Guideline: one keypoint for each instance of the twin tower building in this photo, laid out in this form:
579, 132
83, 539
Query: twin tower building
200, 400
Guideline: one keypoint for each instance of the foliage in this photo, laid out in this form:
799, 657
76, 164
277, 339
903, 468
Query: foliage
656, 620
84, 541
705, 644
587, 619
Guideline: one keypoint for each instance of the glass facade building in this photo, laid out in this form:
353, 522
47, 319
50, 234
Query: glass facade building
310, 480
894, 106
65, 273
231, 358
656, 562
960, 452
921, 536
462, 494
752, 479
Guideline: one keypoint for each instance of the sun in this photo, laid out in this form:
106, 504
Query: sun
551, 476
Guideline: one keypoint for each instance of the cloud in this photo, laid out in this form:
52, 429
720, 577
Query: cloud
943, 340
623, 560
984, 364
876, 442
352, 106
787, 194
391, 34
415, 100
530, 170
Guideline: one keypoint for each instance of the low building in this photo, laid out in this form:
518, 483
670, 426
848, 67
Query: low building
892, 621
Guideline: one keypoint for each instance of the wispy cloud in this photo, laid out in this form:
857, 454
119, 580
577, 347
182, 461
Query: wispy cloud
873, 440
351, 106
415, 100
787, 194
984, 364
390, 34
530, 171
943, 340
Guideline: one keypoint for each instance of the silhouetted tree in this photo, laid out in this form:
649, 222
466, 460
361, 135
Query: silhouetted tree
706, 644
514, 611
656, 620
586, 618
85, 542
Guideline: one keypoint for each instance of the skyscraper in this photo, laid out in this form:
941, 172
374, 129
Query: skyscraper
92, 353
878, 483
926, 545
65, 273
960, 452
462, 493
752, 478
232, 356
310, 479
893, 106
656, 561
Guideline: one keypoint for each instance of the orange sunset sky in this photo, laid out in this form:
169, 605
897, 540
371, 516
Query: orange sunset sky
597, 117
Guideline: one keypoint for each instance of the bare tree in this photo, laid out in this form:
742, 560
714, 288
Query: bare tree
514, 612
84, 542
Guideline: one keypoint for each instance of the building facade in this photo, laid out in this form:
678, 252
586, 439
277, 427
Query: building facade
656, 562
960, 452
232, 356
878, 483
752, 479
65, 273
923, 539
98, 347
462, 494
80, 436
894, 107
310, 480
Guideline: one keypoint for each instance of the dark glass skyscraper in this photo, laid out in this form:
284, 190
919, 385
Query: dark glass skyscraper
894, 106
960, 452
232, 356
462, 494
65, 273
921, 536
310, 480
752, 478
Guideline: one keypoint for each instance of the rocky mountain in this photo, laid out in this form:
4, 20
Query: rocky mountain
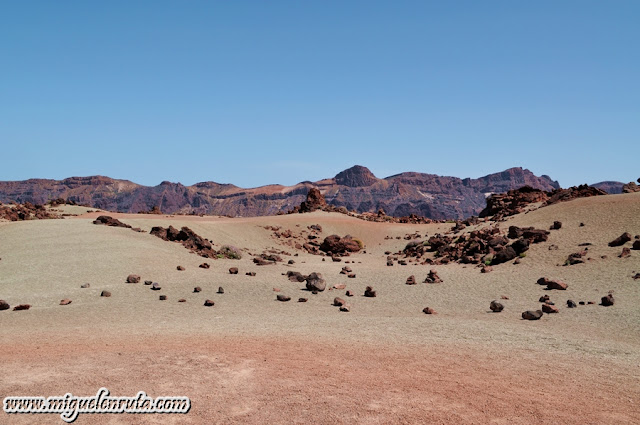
356, 188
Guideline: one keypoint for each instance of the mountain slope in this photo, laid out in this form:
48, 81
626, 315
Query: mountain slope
356, 188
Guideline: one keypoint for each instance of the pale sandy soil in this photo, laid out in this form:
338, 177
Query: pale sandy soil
251, 359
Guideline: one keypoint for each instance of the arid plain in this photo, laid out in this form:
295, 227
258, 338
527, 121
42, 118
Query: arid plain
253, 359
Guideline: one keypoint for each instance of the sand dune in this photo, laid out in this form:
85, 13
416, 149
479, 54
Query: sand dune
251, 359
---+---
### [REQUIRED TASK]
Repeat the material above in full and exactly, omitting the pictures.

### [CORRECT OUTPUT]
Guideline: one keypoint for each instance of the twin tower building in this photo, laid out in this form:
579, 132
83, 539
Query: twin tower building
200, 400
Guideline: one keypoint for each instance of the foliage in this photo, laid out in this form:
799, 657
76, 164
277, 339
903, 468
Query: foliage
656, 620
84, 541
705, 644
587, 619
Guideline: one keypoint for each instance of the glass facade building in this photo, laid out in this form:
353, 522
47, 319
50, 234
Query: glass facade building
310, 480
894, 106
65, 273
231, 358
656, 562
960, 452
921, 536
462, 494
752, 479
Guideline: one keypoint for each instance of the sun in this photo, laid out in this form:
106, 504
Query: sun
551, 476
Guideline: one keypoint for each instance of the cloud in this photo, laid out in this form:
52, 429
720, 577
Query: cloud
943, 340
623, 560
984, 364
876, 442
352, 106
787, 194
391, 34
415, 100
530, 170
Guideline: one keypoint for each instance of the low building in this photo, laid out in this form:
518, 483
670, 426
848, 67
Query: low building
892, 621
Guideline: one keypoint for each instance of the wispy cloud in this photo, laid out in this form:
857, 454
119, 580
577, 347
182, 461
Query: wispy cloud
873, 440
351, 106
415, 100
787, 194
984, 364
390, 34
530, 171
943, 340
Guideline: one keypoint for each instance of the silhouetted tree in this photo, laid out in this form:
649, 222
466, 460
361, 135
Query: silhouetted tree
706, 644
514, 611
656, 620
586, 618
85, 542
Guideline: one keypoint for each instance of the skyscraper in this photo, laid out in this form:
941, 172
374, 129
Query: skyscraper
92, 353
878, 483
926, 545
65, 273
960, 452
462, 493
752, 478
232, 356
310, 479
893, 106
656, 561
Guideline: one keypoint for each instance of the orange sunset sky in this photo, laid out in this form:
169, 605
897, 540
371, 516
Query: orange sunset sky
597, 117
Guideline: one keypoint for each instance of the bare tree in this photo, laid out in this form:
742, 560
714, 288
Query: bare tree
514, 612
84, 542
Guideline: one keypoint for each instance of the building facade in this photo, laid out in this form:
678, 252
586, 439
277, 427
Query: building facade
656, 562
960, 452
232, 356
878, 483
752, 479
65, 273
923, 539
98, 347
462, 494
80, 436
894, 107
310, 480
Guideline: one keypoint for each instance of the dark glass skyscraper in this photo, laid out in this form:
284, 190
919, 385
Query: dark glass skyscraper
894, 106
960, 452
232, 356
462, 494
65, 273
921, 536
310, 480
752, 478
Guideline: one keypoint for each instance of the rocky mountain in this photo, laid out in this form:
4, 20
Query: rocky mountain
356, 188
Guideline: one keypoint for each instance of the mountain slope in this photo, laid out in this form:
48, 81
626, 315
Query: mountain slope
356, 188
Guideline: one keypoint for each instance of the pale sandy soil in this photo, laid out in this form:
338, 177
Query: pale sandy soil
251, 359
Guideline: one keypoint for each instance of the arid plain in this photo, laid out in this form:
295, 227
258, 338
527, 121
42, 118
Query: arid plain
253, 359
Guideline: one keypoint for each instance of the sand dune in this photo, laid out in this form:
85, 13
416, 149
479, 54
Query: sand dune
251, 359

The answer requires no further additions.